Action item =>
Set down every entry once more, exactly as it appears.

Records shown =>
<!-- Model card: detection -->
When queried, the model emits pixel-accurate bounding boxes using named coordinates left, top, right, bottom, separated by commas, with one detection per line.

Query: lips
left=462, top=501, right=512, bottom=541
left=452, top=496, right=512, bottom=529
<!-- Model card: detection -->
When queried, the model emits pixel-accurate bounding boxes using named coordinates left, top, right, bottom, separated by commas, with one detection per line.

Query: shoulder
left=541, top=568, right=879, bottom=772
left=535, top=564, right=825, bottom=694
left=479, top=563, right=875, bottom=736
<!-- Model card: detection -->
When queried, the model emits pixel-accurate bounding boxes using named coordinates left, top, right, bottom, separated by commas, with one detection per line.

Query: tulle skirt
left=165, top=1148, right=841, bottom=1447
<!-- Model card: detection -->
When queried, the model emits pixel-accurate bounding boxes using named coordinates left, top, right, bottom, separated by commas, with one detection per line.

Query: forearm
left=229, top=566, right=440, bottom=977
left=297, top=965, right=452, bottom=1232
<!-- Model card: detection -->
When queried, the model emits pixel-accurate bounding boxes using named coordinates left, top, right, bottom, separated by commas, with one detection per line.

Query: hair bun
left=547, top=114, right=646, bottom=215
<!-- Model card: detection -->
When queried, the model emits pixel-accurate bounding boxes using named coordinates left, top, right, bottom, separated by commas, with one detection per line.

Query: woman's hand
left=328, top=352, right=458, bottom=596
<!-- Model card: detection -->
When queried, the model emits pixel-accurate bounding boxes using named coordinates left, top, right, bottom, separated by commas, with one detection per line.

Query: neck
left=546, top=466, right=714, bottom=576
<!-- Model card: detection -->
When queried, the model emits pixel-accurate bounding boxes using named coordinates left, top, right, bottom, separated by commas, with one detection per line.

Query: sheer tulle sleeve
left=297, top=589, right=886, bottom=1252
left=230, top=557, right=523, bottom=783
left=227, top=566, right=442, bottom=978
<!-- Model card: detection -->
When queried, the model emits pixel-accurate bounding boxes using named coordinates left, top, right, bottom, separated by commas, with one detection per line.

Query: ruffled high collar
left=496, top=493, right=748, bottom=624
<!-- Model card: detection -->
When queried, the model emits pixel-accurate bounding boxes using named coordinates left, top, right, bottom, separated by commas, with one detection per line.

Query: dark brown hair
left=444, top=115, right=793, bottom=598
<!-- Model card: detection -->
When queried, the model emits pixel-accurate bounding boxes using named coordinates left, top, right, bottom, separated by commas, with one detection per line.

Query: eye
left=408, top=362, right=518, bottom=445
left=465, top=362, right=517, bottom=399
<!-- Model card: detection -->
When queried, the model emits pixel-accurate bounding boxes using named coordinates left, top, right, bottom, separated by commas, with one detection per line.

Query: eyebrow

Answer space =>
<!-- Model card: detection -->
When queried, the model emits pixel-accurate bounding boxes using named coordinates left, top, right, bottom, separated by commas, with one detection per line.

Query: lips
left=462, top=501, right=512, bottom=541
left=452, top=496, right=512, bottom=529
<!-- Model card: detection -->
When queried, the model emits pixel-accurate bounding boxes using named coordinates left, top, right, bottom, separated by commas, with one detection per line.

Query: shoulder
left=541, top=568, right=879, bottom=772
left=535, top=564, right=825, bottom=694
left=479, top=563, right=875, bottom=736
<!-- Model card: detection -->
When queried, the model emits pixel-accurate bounding boxes using named coordinates left, top, right, bottom, separated by commas, with one detection per line.

Query: tulle skirt
left=165, top=1148, right=841, bottom=1447
<!-- Model card: detection -->
When queried, the model emits pixel-accurate bounding boxes using named coordinates left, top, right, bottom, separated by commas, with one detection per line.

Query: forearm
left=229, top=566, right=440, bottom=977
left=297, top=965, right=452, bottom=1232
<!-- Model card: detection -->
When queried, the model emits pixel-accurate bounding boxes using named coordinates left, top, right, bottom, separated by commas, with one detection per line.

Query: hair bun
left=547, top=114, right=646, bottom=215
<!-- Model card: detection -->
When queried, the model emits pixel-accurate bounding boxes using named coordinates left, top, right, bottom, separated by commas, with one detection per line.

Query: woman's hand
left=328, top=352, right=458, bottom=596
<!-- Model card: detection -->
When queried, the model emits pixel-accurate bounding boxes using named coordinates left, top, right, bottom, separated by commas, with one detection per line.

Query: neck
left=546, top=466, right=714, bottom=576
<!-- Model card: detection -->
When queried, the model emits pixel-accurate bounding boxes using named coordinates left, top, right, bottom, separated by commas, with one detection per line.

Query: sheer tulle sleeve
left=297, top=589, right=886, bottom=1252
left=230, top=557, right=523, bottom=783
left=227, top=566, right=442, bottom=978
<!-- Model card: detection -->
When queried, the model emits pixel-accurate bounding boxes using named coordinates left, top, right, bottom, separated by commas, with one detection per line.

Query: ruffled high collar
left=496, top=493, right=748, bottom=624
<!-- Model card: detection -->
When queried, the model emits pixel-accurate bounding boxes using named coordinates left, top, right, bottom, separated by commas, with one detection per line.

Query: dark brown hair
left=444, top=115, right=793, bottom=598
<!-- Model card: detection -->
When queried, the model emits pixel-accurate bounding boxes using named coordinates left, top, right, bottom, separated by commas, with one detection per line.

Query: eye
left=408, top=362, right=518, bottom=445
left=465, top=362, right=517, bottom=399
<!-- Model card: detection -->
When queried, the model emits pixel-accurate bounding boxes using named coordinates left, top, right, bottom, separated by commas, with one detection per line.

Query: eyebrow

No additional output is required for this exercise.